* [PAGE TEXT]
- Cover design by Rex Ray and photography by Mogul Design

Studio album by State of Bengal
- Released: 29 March 1999
- Genre: Alternative dance; drum and bass; nujazz; bebop; tribal; trip hop;
- Length: 67:21
- Label: One Little Indian
- Producer: State of Bengal; Matt Mars;

State of Bengal chronology
|  | Visual Audio (1999) | Walking On (2000) |

Singles from Visual Audio
- "Elephant Ride" Released: 10 November 1997; "Rama Communication" Released: 25 January 1999;

= Visual Audio =

Visual Audio is the debut studio album by English dance music DJ and music producer State of Bengal, released on 29 March 1999 by One Little Indian.

* [WHAT THIS TASK INVOLVES] Print the part of the Visual Audio page between "State of Bengal chronology" and "One Little Indian.", inclusive. The entries aren't needed for any of this.

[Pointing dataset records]
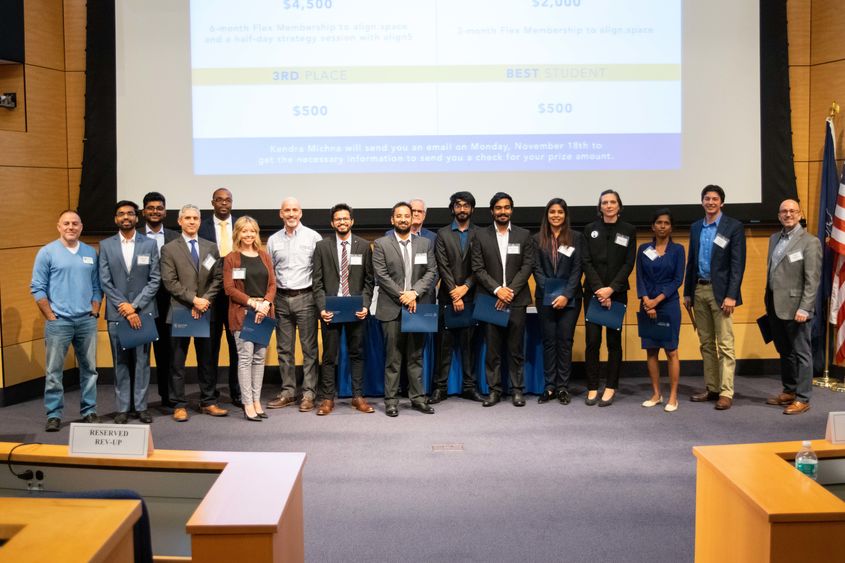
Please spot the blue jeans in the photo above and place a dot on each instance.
(59, 334)
(123, 359)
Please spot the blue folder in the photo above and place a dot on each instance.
(183, 324)
(453, 319)
(423, 320)
(486, 312)
(658, 329)
(132, 338)
(257, 332)
(344, 308)
(611, 318)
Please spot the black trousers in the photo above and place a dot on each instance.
(512, 336)
(332, 333)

* [PROBLEM SOLUTION]
State of Bengal chronology
|  | Visual Audio (1999) | Walking On (2000) |

Singles from Visual Audio
- "Elephant Ride" Released: 10 November 1997; "Rama Communication" Released: 25 January 1999;

= Visual Audio =

Visual Audio is the debut studio album by English dance music DJ and music producer State of Bengal, released on 29 March 1999 by One Little Indian.